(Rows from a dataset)
○ ○ ○
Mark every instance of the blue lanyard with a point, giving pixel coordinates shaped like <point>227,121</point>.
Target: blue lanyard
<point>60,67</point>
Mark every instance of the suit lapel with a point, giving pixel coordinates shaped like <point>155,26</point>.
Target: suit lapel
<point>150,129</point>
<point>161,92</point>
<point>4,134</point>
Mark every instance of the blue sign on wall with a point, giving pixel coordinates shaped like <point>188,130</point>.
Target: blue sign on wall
○ ○ ○
Problem to work on
Copy out the whole listing exactly.

Task result
Mark every instance of the blue lanyard with a point, giving pixel coordinates shaped like <point>227,121</point>.
Target: blue lanyard
<point>60,67</point>
Mark every instance of the suit lapel with a point, giving pixel coordinates shaped like <point>155,26</point>.
Target: suit lapel
<point>150,129</point>
<point>161,92</point>
<point>4,134</point>
Mark every instance of the blue sign on wall with a point, giving pixel coordinates shaped like <point>188,130</point>.
Target: blue sign on wall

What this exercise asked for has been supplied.